## begin GIVEN PASSAGE

= Chris Northrop =

American actor

Chris Northrop is an American actor. He is best known for playing the recurring role Meth-Head Charlie in the Netflix Original Series Unbreakable Kimmy Schmidt. TV credits include Gotham, Law & Order: SVU, Ugly Betty, The Mysteries of Laura, What Would You Do?, Broad City and High Maintenance. Northrop has also appeared in the feature films Unbreakable Kimmy Schmidt: Kimmy vs the Reverend, Baked in Brooklyn and Camp Hell.

## end GIVEN PASSAGE

TASKS TO PERFORM -
• 1. According to the Chris Northrop article, which recurring role is he best known for, and in what series?
• 2. Select each line of the records that includes the word "green".

## begin SUPPLIED INFORMATION

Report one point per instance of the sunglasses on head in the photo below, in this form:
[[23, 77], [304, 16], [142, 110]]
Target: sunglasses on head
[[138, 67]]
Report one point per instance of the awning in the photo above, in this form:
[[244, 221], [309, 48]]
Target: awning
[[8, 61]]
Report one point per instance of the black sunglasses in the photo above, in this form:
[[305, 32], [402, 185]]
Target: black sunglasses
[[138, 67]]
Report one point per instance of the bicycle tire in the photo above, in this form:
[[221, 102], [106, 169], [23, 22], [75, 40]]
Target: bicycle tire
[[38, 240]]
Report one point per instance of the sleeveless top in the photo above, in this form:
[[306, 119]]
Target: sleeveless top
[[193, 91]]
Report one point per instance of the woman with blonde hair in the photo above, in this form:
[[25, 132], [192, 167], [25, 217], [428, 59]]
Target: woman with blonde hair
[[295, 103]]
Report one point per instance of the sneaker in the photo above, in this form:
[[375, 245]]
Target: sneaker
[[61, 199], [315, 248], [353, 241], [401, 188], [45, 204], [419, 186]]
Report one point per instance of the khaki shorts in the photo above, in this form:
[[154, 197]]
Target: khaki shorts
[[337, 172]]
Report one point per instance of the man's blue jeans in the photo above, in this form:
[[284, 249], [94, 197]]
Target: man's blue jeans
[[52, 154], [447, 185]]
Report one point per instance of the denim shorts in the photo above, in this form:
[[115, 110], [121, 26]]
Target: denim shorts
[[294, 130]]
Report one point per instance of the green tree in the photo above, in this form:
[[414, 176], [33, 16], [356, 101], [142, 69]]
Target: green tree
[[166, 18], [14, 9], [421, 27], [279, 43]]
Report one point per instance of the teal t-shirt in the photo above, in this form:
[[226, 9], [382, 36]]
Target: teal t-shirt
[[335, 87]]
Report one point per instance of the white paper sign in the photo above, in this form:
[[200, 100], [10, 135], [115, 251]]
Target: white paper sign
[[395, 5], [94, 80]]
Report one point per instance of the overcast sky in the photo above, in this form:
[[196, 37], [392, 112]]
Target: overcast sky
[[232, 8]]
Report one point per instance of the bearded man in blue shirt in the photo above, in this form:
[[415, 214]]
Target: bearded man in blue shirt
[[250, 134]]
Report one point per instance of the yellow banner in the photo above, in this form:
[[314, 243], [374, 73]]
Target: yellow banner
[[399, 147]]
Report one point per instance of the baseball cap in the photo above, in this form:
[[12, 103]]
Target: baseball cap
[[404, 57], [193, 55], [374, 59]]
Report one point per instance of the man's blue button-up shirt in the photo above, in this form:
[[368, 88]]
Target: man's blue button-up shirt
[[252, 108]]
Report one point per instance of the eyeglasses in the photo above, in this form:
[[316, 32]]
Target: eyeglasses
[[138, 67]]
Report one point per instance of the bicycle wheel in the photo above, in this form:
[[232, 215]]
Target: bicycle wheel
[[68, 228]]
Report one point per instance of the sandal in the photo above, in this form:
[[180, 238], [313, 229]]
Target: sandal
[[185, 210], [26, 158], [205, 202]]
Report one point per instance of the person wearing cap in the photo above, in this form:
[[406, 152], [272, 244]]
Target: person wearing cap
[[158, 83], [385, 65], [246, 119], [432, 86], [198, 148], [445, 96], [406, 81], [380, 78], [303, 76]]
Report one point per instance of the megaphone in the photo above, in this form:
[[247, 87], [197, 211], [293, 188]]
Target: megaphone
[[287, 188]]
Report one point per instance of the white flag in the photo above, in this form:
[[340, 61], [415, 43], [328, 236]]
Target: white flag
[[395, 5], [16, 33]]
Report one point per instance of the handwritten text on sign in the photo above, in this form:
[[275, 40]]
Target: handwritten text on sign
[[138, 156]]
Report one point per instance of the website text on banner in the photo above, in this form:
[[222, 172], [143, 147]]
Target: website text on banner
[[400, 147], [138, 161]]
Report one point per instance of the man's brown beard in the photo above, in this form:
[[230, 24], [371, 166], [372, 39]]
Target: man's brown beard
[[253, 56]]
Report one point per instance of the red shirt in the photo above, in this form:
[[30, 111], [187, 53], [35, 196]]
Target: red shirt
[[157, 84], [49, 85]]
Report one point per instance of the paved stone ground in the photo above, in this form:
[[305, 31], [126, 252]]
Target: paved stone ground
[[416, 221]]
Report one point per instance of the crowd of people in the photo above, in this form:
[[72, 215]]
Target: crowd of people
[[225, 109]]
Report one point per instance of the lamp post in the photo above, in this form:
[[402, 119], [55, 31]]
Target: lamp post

## end SUPPLIED INFORMATION

SET OF ANSWERS -
• 1. Meth-Head Charlie in the Netflix Original Series Unbreakable Kimmy Schmidt.

• 2.
Report one point per instance of the green tree in the photo above, in this form:
Target: green tree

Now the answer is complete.